- SOURCE EXCERPT -
On 27-30 January this year, the 13th annual Africa Liberal Network (ALN) General Assembly is being held in Johannesburg, hosted by South African member party, the Democratic Alliance (DA). The DA is a shining light of liberalism on the African continent and, as the main opposition party in South Africa, is an inspiring model for liberal parties around the world.

Since its establishment, the DA has increased its vote share in every election, going from 12% in 2004 to 22% in 2014, gaining 89 MPs and becoming the main opposition party. In 2009, the DA gained power in the Western Cape province, giving the party an opportunity to deliver on its promises. Over the past 6 years, the Western Cape has seen an impressive decrease in crime, as well as improvement in infrastructure, and demonstrating that the DA is a safe pair of hands in government.

Last year the DA launched ‘Vision 2029’, an ambitious plan to become the ruling government party by the end of the next decade. With the ruling African National Congress (ANC)’s failure to tackle staggering levels of inequality, crime, unemployment and the legacy of apartheid, and the recent crisis in which President Jacob Zuma was forced to appoint his third finance minister within a week, the need for a change of government in South Africa is clearer than ever.

The DA has achieved its impressive growth by running on an unapologetically liberal platform, in stark contrast to the uninspiring and corrupt leadership of Zuma’s ANC. They advocate an ‘Open Opportunity Society for All‘ in which all people, regardless of gender, race or sexuality, are empowered to live their lives, pursue their dreams and develop their full potential.  They stand for a free market economy, in which the role of the government is to provide every citizen with a minimum basic standard of quality services and resources, and have ambitions to significantly extend access to education and health care, tackle the HIV-AIDS crisis and address South Africa’s dangerous carbon footprint through green energy and environmental policies.

- PROBLEM 1 -
Which problems does the Democratic Alliance passage say the ANC failed to tackle? List all of them.
- PROBLEM 2 -
According to the Democratic Alliance passage, in what year did the DA gain power in the Western Cape province?

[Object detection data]
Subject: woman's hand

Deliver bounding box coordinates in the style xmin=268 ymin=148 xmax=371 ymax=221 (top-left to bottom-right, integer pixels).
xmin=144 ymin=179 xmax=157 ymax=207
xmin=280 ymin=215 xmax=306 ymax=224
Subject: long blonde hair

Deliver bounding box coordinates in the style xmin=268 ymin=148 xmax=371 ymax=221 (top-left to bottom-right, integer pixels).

- EXERCISE RESULT 1 -
- Inequality
- Crime
- Unemployment
- The legacy of apartheid

- EXERCISE RESULT 2 -
2009